**Task details:**
Copy exactly, please, the line that has "[spot] the car door" in it along with every line after it to the end of the listing.

Content starts

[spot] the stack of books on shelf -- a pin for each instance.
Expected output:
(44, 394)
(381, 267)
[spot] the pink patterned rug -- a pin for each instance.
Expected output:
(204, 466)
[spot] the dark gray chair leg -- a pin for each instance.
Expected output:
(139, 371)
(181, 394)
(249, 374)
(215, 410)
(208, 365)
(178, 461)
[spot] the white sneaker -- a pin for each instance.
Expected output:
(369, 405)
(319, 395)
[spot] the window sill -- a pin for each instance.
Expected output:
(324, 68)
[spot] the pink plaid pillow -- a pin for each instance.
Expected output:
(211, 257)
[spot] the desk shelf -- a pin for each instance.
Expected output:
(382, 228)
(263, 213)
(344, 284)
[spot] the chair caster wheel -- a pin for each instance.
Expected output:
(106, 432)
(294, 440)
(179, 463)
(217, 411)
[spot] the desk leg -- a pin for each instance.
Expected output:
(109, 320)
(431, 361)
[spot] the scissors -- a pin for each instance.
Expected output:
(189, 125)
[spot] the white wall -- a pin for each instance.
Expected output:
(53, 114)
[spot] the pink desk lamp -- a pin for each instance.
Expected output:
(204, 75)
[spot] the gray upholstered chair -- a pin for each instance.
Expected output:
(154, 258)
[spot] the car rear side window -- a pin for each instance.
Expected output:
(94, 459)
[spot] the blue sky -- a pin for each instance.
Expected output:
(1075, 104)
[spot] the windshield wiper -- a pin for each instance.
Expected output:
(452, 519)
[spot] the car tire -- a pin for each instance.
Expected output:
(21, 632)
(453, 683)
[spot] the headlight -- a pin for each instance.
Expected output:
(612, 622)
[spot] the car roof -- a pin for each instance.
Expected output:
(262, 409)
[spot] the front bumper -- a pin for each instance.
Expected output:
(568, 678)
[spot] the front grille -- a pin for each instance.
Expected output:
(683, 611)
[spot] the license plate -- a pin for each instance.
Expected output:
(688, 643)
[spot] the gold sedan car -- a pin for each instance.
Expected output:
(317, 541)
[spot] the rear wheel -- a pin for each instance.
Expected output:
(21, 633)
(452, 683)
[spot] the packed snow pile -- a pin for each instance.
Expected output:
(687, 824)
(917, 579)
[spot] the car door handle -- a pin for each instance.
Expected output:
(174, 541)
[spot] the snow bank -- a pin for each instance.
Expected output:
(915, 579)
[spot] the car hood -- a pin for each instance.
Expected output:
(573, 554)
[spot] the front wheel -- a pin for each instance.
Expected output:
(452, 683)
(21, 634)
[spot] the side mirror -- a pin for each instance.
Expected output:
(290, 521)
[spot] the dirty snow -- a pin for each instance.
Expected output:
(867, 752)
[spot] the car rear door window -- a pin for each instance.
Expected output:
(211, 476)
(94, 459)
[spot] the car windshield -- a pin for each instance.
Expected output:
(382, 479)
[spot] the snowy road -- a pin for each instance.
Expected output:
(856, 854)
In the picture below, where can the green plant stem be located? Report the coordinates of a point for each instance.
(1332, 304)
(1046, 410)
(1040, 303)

Content ends

**Response to the task:**
[spot] the car door handle -- a pin for each instance.
Expected output:
(174, 541)
[spot] the snow bank -- a pin for each instance.
Expected output:
(915, 579)
[spot] the car hood -- a pin for each instance.
Expected output:
(573, 554)
[spot] the front wheel -- a pin for each instance.
Expected output:
(452, 683)
(21, 634)
[spot] the side mirror -- a pin for each instance.
Expected output:
(290, 521)
[spot] the dirty snow -- a pin for each instance.
Expected output:
(867, 752)
[spot] the car rear door window -- a pin for each instance.
Expected output:
(211, 476)
(94, 459)
[spot] the car windshield -- a pin for each instance.
Expected output:
(382, 479)
[spot] the snowy road -- a pin for each instance.
Expected output:
(856, 854)
In the picture below, where can the green plant stem be located? Report the coordinates of a point for each instance.
(1332, 304)
(1046, 410)
(1040, 303)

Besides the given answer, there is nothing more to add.